Answer these questions from the notes on drawing:
(a) In what year did the series titled Abrahamic Architecture begin?
(b) What dimensions are listed for Abrahamic Architecture?
(c) According to the account of the Guggenheim Museum's origins, what were the floors finished in?

• PAGE EXCERPT
+++
Notes on drawing, and on the drawings:
Mark Baechler Drawing is a slow process of exploring
architectural thought. This drawing is part of an ongoing series of large works that I began in 2013, titled Abrahamic Architecture . The duration of time required by graphite drawings at this scale invites years of silent contemplation on the subject matter. While drawing, the buildings are etched in my imagination, connections are revealed and new ideas emerge from the paper.
Abrahamic Architecture (2.540m x 3.429m)
Dominique Cheng The diagram is a whimsical account that describes the origins of the Solomon R. Guggenheim Museum in New York City as a symphonic masterwork resulting from a secret love affair between Frank Lloyd Wright (the building’s noted architect) and Peggy Guggenheim (socialite and heiress to the Guggenheim family fortune). His signature porkpie hat and her Safilo sunglasses may have inspired a flurry of architectural ideas that were too subtle and fleeting even for them to consciously realise at the moment. The composition of curves that crescendo in a whirling atrium, the choice to finish the floors in elegant Italian terrazzo, and the audacity of pink stucco on the exterior were signs of a creative mind caught in a reverie. On diagrams: Diagrams are visual devices for representing quantitative information in an abstract way. It is a technical genre of drawing that often requires two elements: 1. a graphical syntax of symbols, arrows, lines, and notations, and 2. a specific set of parameters through which algorithms can be processed to generate sequences of relationships. They can be used to describe how something functions or the relationships between things. They have the capacity to deal with hard data or soft facts.
+++
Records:

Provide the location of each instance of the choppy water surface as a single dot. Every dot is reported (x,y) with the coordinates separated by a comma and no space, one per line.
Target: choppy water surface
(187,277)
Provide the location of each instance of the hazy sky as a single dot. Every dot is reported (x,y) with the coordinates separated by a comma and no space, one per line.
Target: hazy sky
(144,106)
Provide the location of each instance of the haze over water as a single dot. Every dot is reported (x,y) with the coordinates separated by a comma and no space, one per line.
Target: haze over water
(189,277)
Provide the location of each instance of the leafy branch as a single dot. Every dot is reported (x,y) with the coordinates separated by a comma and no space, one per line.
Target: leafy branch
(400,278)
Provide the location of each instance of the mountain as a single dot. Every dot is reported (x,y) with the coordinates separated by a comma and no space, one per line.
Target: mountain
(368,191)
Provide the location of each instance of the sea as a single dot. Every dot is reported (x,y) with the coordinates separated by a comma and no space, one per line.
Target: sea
+++
• RESULT OF THIS TASK
(a) 2013
(b) 2.540m x 3.429m
(c) Elegant Italian terrazzo